**Text under study:**
--- --- ---
While investors were selling, Fagerheim was buying. Over the course of 2020, he bought 226,394 Whitecap shares, boosting his holdings in the company by 8 per cent. In fact, disclosures show that in the two weeks from March 1 to March 12, Fagerheim bought 126,000 Whitecap shares.

The company’s share price bottomed a week later at 90 cents per share, and was up $5.67 by end of day on April 19, exactly a year after prices had fallen into negative territory.

“Once I was able to establish from our perspective that we were in a good space, we had a financially sound operational and financial plan, our leverage wasn’t too high, I believed that going forward we could make a difference,” Fagerheim said.

Institutional investors carefully watch for companies whose CEOs, management teams and directors buy their own stock because it shows an alignment with shareholders, said Laura Lau, senior vice-president and chief investment officer with Brompton Group in Toronto.

“If they’re willing to invest, they’re putting their money where their mouth is. They’re out there pitching, ‘my company is cheap, my company is great,’ well then, ‘how come you’re not buying it? You’re trying to convince me to buy it, but you’re not buying it?’” Lau said.

The analyst said she is invested in all of her funds and her clients query her about it as it’s an important indicator. She expects the same type of alignment from the management of companies she invests in.

The Financial Post compiled data on common stock holdings of Canada’s 10 largest oil producing companies over the past year and found Baytex Energy Corp. CEO Ed LaFehr acquired the largest number of his own shares last year, at 357,899 shares purchased, followed by Fagerheim.

Filings show LaFehr bought thousands of shares of Baytex in the public markets in February, May and September and also exercised rights and options to further increase his holdings in January and July of last year.

Proportionately, MEG Energy Corp. CEO Derek Evans increased his holdings by the largest percentage among the top producers. Evans bought 220,000 shares in MEG, a 164 per cent increase in his holdings over the course of 2020. Filings show Evans was buying in April and November 2020, after MEG shares bottomed at $1.22 each at the end of March 2020.

Imperial Oil Ltd. CEO Brad Corson, who took over the top job at the Calgary-based oilsands producer in Jan. 2020, held no common shares of Imperial at the end of last year, according to company disclosures. Insider filings show Corson did not buy any Imperial shares in the public market in 2020.

Corson owns 87,758 common shares of Exxon Mobil Corp., which is the controlling shareholder in Imperial Oil. Imperial declined comment on Corson’s holdings in Imperial, beyond noting that he has three years to accumulate the minimum number of shares required for an executive of the company.

Some executives, such as Canadian Natural Resources Ltd. executive chair Murray Edwards and president Tim McKay bought 46,086 shares and 8,469 shares in their company, respectively, but those purchases didn’t result in a large percentage change in their holdings because both already own more than 1 million shares in CNRL. Edwards owns close to 22 million shares.
--- --- ---
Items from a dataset
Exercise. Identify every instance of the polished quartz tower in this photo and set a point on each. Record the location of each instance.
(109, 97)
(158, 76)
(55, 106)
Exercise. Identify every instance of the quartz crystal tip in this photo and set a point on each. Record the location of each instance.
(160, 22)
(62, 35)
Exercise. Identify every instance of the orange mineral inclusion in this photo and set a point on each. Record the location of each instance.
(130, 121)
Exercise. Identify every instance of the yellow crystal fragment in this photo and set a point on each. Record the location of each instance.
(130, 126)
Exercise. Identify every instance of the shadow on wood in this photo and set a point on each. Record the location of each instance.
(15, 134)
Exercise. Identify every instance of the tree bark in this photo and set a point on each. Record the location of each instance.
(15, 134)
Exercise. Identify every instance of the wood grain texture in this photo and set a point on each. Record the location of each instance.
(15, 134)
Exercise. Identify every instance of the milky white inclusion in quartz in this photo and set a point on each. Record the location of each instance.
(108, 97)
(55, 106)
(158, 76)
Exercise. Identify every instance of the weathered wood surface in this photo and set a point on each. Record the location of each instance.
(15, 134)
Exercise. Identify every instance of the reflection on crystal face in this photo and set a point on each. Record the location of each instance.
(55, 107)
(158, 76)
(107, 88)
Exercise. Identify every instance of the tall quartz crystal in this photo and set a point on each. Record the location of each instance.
--- --- ---
**Things to do:**
1 - In the article on oil executives buying shares, how many Whitecap shares did Fagerheim buy from March 1 to March 12?
2 - Reproduce verbatim the stretch of the article on oil executives buying shares from "The company’s share" through "into negative territory.".
3 - List every person named in the article on oil executives buying shares.

**Solutions:**
1 - 126,000 shares

2 -
The company’s share price bottomed a week later at 90 cents per share, and was up $5.67 by end of day on April 19, exactly a year after prices had fallen into negative territory.

3 - Fagerheim, Laura Lau, Ed LaFehr, Derek Evans, Brad Corson, Murray Edwards, Tim McKay